# GOAL:
Rewrite every row below, renaming "semicolon-separated" to "semicolon-delimited" wherever it occurs and keeping everything else the same. Leave the pictures out.

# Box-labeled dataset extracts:
►
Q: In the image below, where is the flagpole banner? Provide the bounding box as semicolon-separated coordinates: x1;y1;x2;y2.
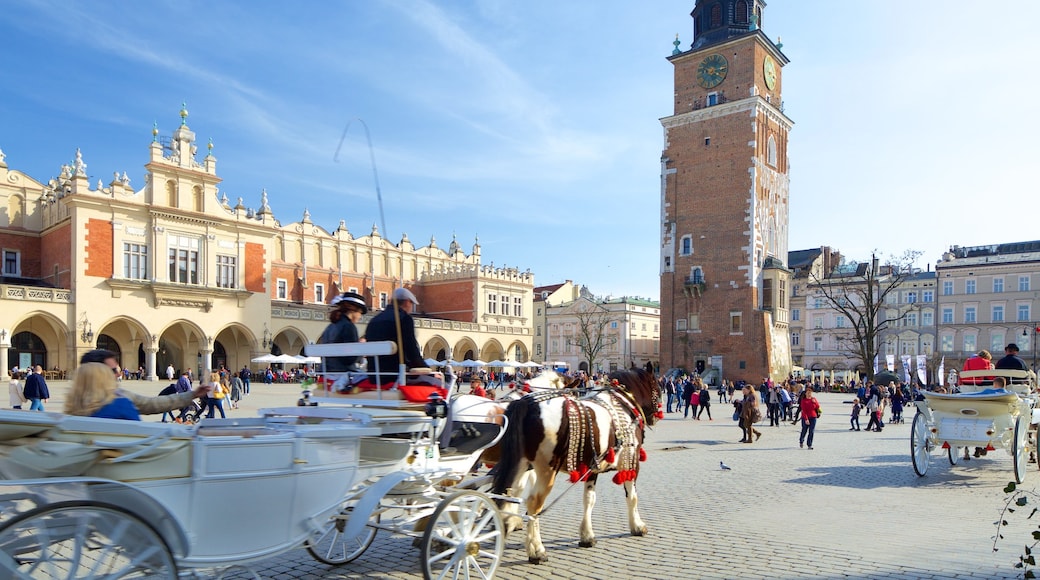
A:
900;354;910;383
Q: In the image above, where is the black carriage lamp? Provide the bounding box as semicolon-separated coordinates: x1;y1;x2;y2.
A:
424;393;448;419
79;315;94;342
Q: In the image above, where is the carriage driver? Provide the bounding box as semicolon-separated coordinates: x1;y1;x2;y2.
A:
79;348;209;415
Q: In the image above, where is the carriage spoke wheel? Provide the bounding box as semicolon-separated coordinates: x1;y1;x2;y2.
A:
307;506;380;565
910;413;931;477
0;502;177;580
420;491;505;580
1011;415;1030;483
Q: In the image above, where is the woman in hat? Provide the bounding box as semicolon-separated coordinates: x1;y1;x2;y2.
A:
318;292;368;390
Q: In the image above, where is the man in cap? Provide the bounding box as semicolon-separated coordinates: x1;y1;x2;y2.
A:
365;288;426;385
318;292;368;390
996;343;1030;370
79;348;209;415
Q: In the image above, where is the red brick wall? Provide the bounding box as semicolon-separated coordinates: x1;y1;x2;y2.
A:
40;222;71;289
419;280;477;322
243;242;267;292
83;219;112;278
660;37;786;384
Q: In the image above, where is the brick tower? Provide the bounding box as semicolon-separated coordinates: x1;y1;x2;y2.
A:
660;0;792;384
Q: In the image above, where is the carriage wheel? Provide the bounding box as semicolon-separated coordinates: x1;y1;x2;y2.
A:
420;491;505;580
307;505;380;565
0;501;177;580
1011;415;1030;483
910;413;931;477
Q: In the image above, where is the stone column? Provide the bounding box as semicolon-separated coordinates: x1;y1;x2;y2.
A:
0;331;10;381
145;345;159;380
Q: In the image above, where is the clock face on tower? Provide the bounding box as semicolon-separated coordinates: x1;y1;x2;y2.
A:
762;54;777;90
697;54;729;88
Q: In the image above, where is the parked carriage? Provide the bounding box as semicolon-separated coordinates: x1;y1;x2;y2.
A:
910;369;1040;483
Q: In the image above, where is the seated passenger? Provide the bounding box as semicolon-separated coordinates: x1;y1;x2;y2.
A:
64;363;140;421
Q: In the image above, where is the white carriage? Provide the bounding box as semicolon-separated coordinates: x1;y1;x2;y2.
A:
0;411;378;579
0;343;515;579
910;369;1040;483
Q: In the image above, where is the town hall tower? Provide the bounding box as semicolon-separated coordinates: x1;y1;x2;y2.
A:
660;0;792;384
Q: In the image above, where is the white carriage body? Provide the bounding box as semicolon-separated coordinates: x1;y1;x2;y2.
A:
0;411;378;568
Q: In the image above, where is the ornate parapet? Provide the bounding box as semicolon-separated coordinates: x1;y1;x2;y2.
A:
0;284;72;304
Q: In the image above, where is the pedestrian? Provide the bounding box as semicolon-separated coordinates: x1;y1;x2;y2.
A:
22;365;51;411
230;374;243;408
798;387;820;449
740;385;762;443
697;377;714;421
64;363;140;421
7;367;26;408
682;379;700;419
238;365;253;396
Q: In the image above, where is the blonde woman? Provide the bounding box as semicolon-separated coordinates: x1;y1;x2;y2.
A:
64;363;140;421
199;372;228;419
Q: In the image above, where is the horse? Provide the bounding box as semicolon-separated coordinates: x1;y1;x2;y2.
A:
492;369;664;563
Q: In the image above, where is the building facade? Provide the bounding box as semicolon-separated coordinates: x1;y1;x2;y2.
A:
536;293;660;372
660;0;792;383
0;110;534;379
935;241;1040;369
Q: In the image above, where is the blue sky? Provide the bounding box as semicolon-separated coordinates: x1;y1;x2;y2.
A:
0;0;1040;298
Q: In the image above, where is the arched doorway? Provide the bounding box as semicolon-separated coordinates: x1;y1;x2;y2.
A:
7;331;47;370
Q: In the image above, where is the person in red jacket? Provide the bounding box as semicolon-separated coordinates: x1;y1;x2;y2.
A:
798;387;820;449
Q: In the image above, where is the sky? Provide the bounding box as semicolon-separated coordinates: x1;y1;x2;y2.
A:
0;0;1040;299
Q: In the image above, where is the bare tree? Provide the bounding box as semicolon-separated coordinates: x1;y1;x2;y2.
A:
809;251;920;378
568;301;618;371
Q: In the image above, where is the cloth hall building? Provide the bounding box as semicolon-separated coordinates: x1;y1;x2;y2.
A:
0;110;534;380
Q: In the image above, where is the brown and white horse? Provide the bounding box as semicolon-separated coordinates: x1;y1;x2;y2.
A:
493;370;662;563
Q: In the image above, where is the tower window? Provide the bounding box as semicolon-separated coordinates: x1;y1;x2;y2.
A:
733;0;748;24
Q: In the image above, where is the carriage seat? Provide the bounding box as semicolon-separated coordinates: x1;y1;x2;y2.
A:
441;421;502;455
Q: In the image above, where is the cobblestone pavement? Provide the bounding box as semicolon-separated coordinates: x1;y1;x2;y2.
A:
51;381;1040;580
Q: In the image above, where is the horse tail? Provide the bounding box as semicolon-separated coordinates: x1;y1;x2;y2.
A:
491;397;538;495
◄
# THE ANSWER:
Q: In the image below, where is the flagpole banner? Provide the bounding box as semicolon-delimited coordinates: x1;y1;x2;y2.
A:
900;354;910;383
Q: In the image above, where is the black carriage lamp? Provide the bounding box as semicolon-delimited coordinates: x1;y1;x2;y2.
A:
424;393;448;419
79;315;94;342
Q: In the image above, where is the carriage driver? Provide the bounding box as semicolon-delimited coordinates: x1;y1;x2;y2.
A:
79;348;209;415
Q: In the image above, where is the carriage spoke wheel? Provide the bounding box as semicolon-delimited coordinates: x1;y1;x2;y2.
A:
307;506;380;565
910;413;931;477
0;502;177;580
420;491;505;580
1011;415;1030;483
Q: In the image above, where is the woman in hat? Provide the bounding box as semicolon-delimited coordinates: x1;y1;x2;y2.
A:
318;292;368;390
Q: In the image above, where is the man in cap? Provide the bounding box as semicolon-delimited coordinates: x1;y1;x2;y2.
A:
365;288;426;385
318;292;368;390
996;343;1030;370
79;348;209;415
Q: In the image above, where is the red brick wall? Provide the bounding box as semicolon-delimited coordinates: x1;y1;x2;y2.
A:
40;222;71;289
419;280;477;322
243;242;267;292
83;219;112;278
660;37;786;384
Q: In the image above, where is the brick tower? Provide the bounding box as semicolon-delimited coordinates: x1;y1;x2;y2.
A:
660;0;792;384
Q: In the image above, where is the carriage wheel? Provide the bounding box as semicolon-delimited coordinates: x1;y1;x2;y2.
A:
420;491;505;580
307;505;380;565
0;501;177;580
1011;415;1030;483
910;413;931;477
Q: In the image above, where is the stone column? Provide the bounding box as semicolon-delimited coordinates: x1;y1;x2;y2.
A:
0;331;10;381
145;345;159;380
Q: In the image above, where is the clock face on tower? Provide the bounding box as semicolon-delimited coordinates: x1;y1;x2;y2.
A:
762;54;777;90
697;54;729;88
Q: In the image above, where is the parked carriage? Provide the bounding box as semicolon-delimited coordinates: x1;y1;x2;y2.
A:
910;369;1040;483
Q: In the image above, where is the seated passenger? Provide the bounding box as semicolon-delimited coordinates: x1;y1;x2;y2.
A:
64;363;140;421
Q: In the image above, where is the white carriage? Provide the bounding box as semicolon-delimited coordinates: x1;y1;x2;y2.
A:
0;411;378;579
0;343;515;579
910;369;1040;483
Q: In the image above, where is the town hall tower? Provide the bounding box as semicolon-delimited coordinates: x1;y1;x2;y2.
A:
660;0;792;384
Q: In the image above, where is the white carriage body? Provide the bounding box as semicolon-delimited coordinates: x1;y1;x2;y2.
A:
0;411;378;568
Q: In the image above, where is the ornate parapet? Provide the bounding box as semicolon-delimited coordinates: x1;y1;x2;y2.
A:
0;284;72;304
Q: In the image above, where is the pedestrian? Provide the bounding box as semicolon-delimited coordinates: x1;y1;x2;y2.
A:
22;365;51;411
230;374;243;408
798;387;820;449
740;385;762;443
697;377;714;421
64;363;140;421
7;367;26;408
682;379;700;419
238;365;253;396
Q: In the image above, where is the blonde woman? Provide the bounding box as semicolon-delimited coordinates: x1;y1;x2;y2.
A:
64;363;140;421
199;372;228;419
Q: In the image above, where is the horse? Provide the bounding box as semicolon-delimited coordinates: x1;y1;x2;y2.
A:
492;369;664;563
Q: In the image above, where is the building facade? Provide the bounding box as semicolon-delimited coordinates: x1;y1;x2;y2.
A:
536;293;660;372
660;0;792;383
0;110;534;379
935;241;1040;369
Q: In the image above, where is the blue sky? Provide the bounding box as semicolon-delimited coordinates: x1;y1;x2;y2.
A:
0;0;1040;298
Q: In the image above, where is the arched doorway? Provide the bounding box as semicolon-delimited coordinates: x1;y1;x2;y2.
A:
7;331;47;370
Q: In the image above, where is the person in red jacket? Provide the bounding box as semicolon-delimited coordinates: x1;y1;x2;y2.
A:
798;387;820;449
Q: In the image above, where is the sky? Provide the bounding box as semicolon-delimited coordinates: x1;y1;x2;y2.
A:
0;0;1040;299
Q: In the image above, where is the bare tree? Provide the bounding box as semicolon-delimited coordinates: x1;y1;x2;y2.
A:
809;251;920;378
568;301;618;371
Q: In the image above, where is the cloth hall building? Provide the bounding box as semicolon-delimited coordinates: x1;y1;x2;y2.
A:
0;110;534;380
Q: In the image above, where is the brown and white horse? Provide the bounding box as semicolon-delimited coordinates: x1;y1;x2;y2.
A:
493;370;662;563
Q: In the image above, where is the tower window? Provide the bounding box as semicolon-delimited coordinates: x1;y1;x2;y2.
A:
733;0;748;24
Q: In the image above, where is the carriage seat? Provide the bounding box as semicolon-delimited coordinates: x1;y1;x2;y2.
A:
441;421;502;455
Q: In the image above, where is the cobblestone pavement? Provide the bounding box as semicolon-delimited coordinates: x1;y1;x2;y2.
A:
51;381;1040;580
Q: In the image above, where is the horse tail? Provide the bounding box as semicolon-delimited coordinates: x1;y1;x2;y2.
A:
491;397;538;495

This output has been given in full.